● WHAT YOU SHOULD DO: For this exercise, return the line containing "of the shadow" and every line after it through the end of the records below, without alteration.

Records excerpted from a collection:
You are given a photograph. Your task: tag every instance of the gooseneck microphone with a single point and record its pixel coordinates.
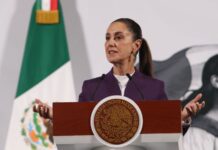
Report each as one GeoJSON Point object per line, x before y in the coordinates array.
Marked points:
{"type": "Point", "coordinates": [139, 91]}
{"type": "Point", "coordinates": [97, 86]}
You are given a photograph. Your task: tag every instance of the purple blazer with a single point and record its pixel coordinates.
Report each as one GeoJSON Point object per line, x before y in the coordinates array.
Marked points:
{"type": "Point", "coordinates": [140, 87]}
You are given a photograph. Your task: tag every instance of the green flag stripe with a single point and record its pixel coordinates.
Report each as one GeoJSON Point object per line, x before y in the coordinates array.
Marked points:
{"type": "Point", "coordinates": [46, 50]}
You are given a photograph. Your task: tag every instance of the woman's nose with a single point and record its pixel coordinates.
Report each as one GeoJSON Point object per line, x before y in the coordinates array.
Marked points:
{"type": "Point", "coordinates": [111, 42]}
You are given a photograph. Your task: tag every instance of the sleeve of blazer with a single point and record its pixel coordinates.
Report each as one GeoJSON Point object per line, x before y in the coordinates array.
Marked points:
{"type": "Point", "coordinates": [162, 95]}
{"type": "Point", "coordinates": [83, 95]}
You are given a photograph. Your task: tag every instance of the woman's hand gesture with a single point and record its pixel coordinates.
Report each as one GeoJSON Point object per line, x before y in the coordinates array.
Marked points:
{"type": "Point", "coordinates": [192, 107]}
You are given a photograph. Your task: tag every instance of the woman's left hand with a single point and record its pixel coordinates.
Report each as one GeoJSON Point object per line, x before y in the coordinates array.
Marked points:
{"type": "Point", "coordinates": [192, 107]}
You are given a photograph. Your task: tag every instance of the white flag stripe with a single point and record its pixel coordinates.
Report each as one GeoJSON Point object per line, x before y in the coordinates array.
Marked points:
{"type": "Point", "coordinates": [58, 86]}
{"type": "Point", "coordinates": [46, 5]}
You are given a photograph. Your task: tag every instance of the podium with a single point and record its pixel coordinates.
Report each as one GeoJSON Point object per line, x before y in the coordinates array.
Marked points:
{"type": "Point", "coordinates": [161, 126]}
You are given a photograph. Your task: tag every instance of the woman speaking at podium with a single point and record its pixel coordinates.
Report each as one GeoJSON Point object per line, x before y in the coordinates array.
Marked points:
{"type": "Point", "coordinates": [123, 43]}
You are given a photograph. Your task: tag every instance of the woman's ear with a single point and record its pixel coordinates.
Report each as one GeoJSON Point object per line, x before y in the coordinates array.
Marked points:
{"type": "Point", "coordinates": [136, 45]}
{"type": "Point", "coordinates": [214, 81]}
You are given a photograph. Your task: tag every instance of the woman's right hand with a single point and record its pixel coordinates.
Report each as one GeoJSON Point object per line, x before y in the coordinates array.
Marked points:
{"type": "Point", "coordinates": [43, 109]}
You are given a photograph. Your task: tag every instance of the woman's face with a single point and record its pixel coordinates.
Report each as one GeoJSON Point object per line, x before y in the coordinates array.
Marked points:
{"type": "Point", "coordinates": [119, 45]}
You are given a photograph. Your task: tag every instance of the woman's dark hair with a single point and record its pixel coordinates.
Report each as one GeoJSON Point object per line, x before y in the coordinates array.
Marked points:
{"type": "Point", "coordinates": [145, 59]}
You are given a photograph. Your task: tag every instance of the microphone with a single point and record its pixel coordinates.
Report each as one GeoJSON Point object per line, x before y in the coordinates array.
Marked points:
{"type": "Point", "coordinates": [139, 91]}
{"type": "Point", "coordinates": [99, 83]}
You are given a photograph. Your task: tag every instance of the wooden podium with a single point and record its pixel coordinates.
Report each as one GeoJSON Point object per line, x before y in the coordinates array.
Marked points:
{"type": "Point", "coordinates": [161, 126]}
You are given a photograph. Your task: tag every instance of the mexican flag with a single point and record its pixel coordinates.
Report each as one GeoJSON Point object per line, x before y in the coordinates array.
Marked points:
{"type": "Point", "coordinates": [46, 74]}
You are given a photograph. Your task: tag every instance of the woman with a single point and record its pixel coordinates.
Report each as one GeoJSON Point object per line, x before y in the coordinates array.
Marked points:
{"type": "Point", "coordinates": [123, 43]}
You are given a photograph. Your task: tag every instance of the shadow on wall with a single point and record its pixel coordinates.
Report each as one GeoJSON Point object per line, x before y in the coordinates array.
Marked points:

● WRITTEN ANSWER:
You are given a photograph. Your task: tag every instance of the shadow on wall with a single point and record its pixel coordinates.
Report each as one GeoJSON Point object per line, x before y in the coordinates array.
Marked points:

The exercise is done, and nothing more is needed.